▶ **TASK REQUIREMENTS**: Below are records; reproduce exactly the lines from the one containing "I'd like to know if the thin" through the end, both included, and only those.

Collected data entries:

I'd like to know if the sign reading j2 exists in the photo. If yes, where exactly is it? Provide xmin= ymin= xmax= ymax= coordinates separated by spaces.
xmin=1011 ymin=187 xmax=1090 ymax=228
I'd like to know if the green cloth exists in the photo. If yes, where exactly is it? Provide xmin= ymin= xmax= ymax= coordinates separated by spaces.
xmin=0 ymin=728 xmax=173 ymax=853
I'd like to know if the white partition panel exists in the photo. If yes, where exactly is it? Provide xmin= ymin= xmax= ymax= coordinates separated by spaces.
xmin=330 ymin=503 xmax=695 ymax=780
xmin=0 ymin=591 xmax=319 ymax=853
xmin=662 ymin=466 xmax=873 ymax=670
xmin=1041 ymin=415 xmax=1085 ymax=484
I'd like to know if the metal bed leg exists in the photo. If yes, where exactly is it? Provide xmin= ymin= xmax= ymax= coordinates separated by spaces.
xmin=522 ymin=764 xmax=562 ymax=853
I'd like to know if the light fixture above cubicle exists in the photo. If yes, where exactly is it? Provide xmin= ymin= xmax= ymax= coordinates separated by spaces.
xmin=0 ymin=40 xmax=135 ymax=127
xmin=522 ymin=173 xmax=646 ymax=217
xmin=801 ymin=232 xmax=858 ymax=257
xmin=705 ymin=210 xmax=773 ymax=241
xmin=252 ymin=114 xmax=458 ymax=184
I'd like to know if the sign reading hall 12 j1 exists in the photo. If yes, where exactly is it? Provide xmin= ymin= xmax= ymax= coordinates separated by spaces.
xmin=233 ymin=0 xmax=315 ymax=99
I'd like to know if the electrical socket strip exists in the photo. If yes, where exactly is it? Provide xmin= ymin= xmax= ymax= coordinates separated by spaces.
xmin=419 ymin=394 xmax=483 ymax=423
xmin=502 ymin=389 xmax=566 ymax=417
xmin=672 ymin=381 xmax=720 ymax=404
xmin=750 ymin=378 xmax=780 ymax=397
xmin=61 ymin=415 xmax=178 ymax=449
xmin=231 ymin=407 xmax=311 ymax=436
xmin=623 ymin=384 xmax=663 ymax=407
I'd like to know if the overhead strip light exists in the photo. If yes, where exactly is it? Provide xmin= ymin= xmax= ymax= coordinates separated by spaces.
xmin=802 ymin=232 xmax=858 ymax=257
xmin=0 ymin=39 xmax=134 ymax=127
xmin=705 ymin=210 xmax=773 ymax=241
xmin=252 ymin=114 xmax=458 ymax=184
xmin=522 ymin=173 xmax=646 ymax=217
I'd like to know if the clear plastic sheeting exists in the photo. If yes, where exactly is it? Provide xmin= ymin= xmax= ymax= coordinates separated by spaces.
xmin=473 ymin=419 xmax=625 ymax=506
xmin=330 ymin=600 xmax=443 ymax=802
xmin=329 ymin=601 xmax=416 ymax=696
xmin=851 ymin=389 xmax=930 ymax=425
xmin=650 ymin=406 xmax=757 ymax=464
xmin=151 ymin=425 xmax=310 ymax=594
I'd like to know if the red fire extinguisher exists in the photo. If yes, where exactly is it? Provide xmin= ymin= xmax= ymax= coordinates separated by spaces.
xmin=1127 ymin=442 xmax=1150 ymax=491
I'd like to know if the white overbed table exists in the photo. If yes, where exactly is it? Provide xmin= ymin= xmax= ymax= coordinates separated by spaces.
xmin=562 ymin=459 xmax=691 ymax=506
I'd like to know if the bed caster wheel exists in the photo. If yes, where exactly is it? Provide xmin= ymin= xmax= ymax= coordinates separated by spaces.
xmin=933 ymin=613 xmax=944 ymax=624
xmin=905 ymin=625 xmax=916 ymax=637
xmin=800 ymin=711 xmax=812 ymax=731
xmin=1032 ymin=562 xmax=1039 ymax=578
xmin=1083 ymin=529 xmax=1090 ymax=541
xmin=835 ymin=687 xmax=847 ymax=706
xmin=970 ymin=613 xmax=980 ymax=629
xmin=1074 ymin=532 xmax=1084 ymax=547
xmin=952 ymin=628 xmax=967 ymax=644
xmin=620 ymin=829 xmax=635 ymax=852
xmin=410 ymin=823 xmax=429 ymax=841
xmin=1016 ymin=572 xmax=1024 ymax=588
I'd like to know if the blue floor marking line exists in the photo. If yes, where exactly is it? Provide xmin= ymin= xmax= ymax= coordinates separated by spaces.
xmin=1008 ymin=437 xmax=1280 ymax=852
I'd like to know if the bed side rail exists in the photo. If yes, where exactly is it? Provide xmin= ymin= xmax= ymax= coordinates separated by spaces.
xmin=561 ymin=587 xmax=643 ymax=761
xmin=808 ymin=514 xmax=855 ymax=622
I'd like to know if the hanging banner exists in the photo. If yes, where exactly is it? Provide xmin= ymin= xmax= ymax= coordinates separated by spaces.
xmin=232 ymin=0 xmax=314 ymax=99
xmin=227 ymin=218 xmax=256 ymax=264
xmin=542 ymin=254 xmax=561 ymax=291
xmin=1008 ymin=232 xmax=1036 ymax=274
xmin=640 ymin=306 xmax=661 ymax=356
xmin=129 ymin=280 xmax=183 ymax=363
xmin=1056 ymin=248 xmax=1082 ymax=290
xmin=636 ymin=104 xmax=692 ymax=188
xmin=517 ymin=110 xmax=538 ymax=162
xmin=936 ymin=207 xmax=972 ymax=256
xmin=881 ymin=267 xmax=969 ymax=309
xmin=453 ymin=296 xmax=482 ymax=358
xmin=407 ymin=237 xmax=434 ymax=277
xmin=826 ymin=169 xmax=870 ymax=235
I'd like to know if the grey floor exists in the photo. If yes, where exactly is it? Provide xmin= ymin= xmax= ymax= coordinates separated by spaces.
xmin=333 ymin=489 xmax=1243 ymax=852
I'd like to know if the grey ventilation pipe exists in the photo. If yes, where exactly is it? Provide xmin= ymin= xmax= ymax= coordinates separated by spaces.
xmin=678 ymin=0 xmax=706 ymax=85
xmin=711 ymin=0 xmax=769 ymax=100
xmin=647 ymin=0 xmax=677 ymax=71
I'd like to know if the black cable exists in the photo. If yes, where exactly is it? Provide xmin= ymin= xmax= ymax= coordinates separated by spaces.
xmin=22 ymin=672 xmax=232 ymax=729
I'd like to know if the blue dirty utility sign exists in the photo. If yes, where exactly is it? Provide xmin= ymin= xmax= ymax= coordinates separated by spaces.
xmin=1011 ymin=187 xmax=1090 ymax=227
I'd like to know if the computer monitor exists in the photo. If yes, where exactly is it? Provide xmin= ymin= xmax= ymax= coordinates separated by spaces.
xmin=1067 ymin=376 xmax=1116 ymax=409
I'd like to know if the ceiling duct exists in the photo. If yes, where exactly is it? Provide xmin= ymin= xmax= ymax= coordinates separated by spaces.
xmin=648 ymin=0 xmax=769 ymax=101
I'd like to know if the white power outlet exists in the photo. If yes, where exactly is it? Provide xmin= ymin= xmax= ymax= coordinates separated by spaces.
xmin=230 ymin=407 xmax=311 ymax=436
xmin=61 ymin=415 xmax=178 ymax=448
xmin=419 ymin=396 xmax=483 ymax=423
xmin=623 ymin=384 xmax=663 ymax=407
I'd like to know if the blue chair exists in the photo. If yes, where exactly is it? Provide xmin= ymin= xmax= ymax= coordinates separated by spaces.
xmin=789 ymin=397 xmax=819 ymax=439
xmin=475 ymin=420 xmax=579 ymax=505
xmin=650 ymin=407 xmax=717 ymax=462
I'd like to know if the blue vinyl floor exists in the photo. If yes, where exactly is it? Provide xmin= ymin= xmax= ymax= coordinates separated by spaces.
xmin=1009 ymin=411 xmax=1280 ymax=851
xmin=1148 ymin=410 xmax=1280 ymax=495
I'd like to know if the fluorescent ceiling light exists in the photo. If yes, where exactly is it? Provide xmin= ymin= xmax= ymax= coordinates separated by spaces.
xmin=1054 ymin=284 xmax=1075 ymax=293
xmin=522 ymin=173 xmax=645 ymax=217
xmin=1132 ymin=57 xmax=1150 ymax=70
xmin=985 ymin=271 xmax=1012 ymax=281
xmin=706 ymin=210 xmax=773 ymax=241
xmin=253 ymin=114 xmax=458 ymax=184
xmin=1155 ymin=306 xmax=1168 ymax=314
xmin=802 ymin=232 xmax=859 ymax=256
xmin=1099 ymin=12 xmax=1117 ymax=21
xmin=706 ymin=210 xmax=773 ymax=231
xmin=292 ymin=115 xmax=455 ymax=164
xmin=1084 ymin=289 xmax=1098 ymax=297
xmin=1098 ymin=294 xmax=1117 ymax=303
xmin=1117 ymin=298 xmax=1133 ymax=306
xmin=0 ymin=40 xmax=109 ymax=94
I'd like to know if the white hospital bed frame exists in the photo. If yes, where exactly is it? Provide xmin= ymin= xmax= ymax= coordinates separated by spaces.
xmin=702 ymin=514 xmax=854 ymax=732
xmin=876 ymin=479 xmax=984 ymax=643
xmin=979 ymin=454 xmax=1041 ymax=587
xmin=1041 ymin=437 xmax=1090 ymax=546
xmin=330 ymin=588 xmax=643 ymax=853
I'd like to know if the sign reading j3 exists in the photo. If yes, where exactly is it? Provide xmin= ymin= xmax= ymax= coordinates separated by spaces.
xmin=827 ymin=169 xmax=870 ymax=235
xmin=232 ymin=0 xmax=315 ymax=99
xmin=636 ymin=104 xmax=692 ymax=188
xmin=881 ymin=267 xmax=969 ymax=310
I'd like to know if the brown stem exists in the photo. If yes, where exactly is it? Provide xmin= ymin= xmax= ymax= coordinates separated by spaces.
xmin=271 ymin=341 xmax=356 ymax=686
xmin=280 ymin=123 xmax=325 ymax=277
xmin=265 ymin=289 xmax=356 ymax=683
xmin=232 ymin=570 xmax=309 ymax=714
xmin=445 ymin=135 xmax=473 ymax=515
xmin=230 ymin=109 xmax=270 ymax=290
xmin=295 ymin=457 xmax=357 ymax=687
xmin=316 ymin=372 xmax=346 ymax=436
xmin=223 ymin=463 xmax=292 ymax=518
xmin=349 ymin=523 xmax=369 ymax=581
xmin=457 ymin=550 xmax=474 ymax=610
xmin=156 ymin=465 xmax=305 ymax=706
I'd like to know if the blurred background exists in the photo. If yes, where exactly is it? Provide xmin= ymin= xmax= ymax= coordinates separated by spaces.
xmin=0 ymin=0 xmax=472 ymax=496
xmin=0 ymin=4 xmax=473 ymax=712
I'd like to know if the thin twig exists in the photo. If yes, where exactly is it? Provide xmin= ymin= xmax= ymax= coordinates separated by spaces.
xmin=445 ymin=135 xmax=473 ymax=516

▶ **ANSWER FOR THIS EXERCISE**:
I'd like to know if the thin twig exists in the photo. If yes, where exactly is it? Provide xmin= ymin= xmax= ymax= coordinates separated by spaces.
xmin=445 ymin=135 xmax=473 ymax=516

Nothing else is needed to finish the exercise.